[[ Extracted text, beginning ]]

There is so much talk about energy these days, but do you know what that means?
Scientists define energy as the ability to do work. What that means is that humans have found ways to change one form of energy to another to work for us. For example, we change wood into heat when we burn it.
Wood, a biomass, was the first source of energy. Can’t you just picture the cave dwellers around their fires, cooking their food and keeping warm? We still do that when we go camping.
Then along came the Industrial Revolution
The fossil fuel coal was also used as long ago as 1,000 B.C is. But it wasn’t until the Industrial Revolution that started in England in the mid-1700s, that coal began to replace biomass as the primary source of energy. This completely changed how the world operated. At the same time, the human population began to grow in leaps and bounds, right along with energy consumption.
This was the start of the increasing demand for energy. More people need more energy.
Although wood is a renewable energy source, the forests were disappearing under the onslaught of industrialization. Coal was plentiful, so more and more industries began to burn it for energy.
Back in those days, when coal and other fossil fuels, (oil and natural gas hadn’t even been discovered) seemed to be in endless supply, industry became dependent on them. Scientists back then had no way of knowing that these are non-renewable resources and would eventually run out.

[[ Extracted text, end ]]

=== Exercise 1 ===
Reproduce the part of the energy text that starts at "Then along came" and ends at "need more energy.".
=== Exercise 2 ===
For each statement, say whether the energy text agrees, answering yes or no and quoting the words that decide it: (a) Wood was the first source of energy. (b) The Industrial Revolution began in France. (c) Wood is a non-renewable energy source.

[[ Listed records, beginning ]]

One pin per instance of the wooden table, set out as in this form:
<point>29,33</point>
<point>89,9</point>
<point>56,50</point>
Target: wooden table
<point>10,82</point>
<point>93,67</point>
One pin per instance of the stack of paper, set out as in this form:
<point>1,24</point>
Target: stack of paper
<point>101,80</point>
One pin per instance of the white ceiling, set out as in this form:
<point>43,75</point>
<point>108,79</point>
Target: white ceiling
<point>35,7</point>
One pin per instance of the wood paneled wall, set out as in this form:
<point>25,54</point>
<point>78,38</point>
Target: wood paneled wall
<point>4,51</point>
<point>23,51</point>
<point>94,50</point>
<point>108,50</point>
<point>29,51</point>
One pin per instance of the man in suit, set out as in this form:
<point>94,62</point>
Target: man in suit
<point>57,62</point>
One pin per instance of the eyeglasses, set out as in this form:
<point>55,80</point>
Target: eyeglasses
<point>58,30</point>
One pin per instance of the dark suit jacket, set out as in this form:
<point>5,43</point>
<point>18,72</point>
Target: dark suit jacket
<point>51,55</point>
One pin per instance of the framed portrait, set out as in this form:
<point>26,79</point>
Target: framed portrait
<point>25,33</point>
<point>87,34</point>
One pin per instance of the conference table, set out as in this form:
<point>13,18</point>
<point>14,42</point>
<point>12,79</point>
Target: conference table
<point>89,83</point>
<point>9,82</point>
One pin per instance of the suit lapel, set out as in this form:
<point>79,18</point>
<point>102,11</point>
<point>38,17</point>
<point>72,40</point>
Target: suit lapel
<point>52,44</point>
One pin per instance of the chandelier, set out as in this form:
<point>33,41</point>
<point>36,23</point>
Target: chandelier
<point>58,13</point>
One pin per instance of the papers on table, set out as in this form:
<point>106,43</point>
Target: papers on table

[[ Listed records, end ]]

=== Task response 1 ===
Then along came the Industrial Revolution
The fossil fuel coal was also used as long ago as 1,000 B.C is. But it wasn’t until the Industrial Revolution that started in England in the mid-1700s, that coal began to replace biomass as the primary source of energy. This completely changed how the world operated. At the same time, the human population began to grow in leaps and bounds, right along with energy consumption.
This was the start of the increasing demand for energy. More people need more energy.

=== Task response 2 ===
(a) Yes: "Wood, a biomass, was the first source of energy."
(b) No: "the Industrial Revolution that started in England in the mid-1700s"
(c) No: "Although wood is a renewable energy source"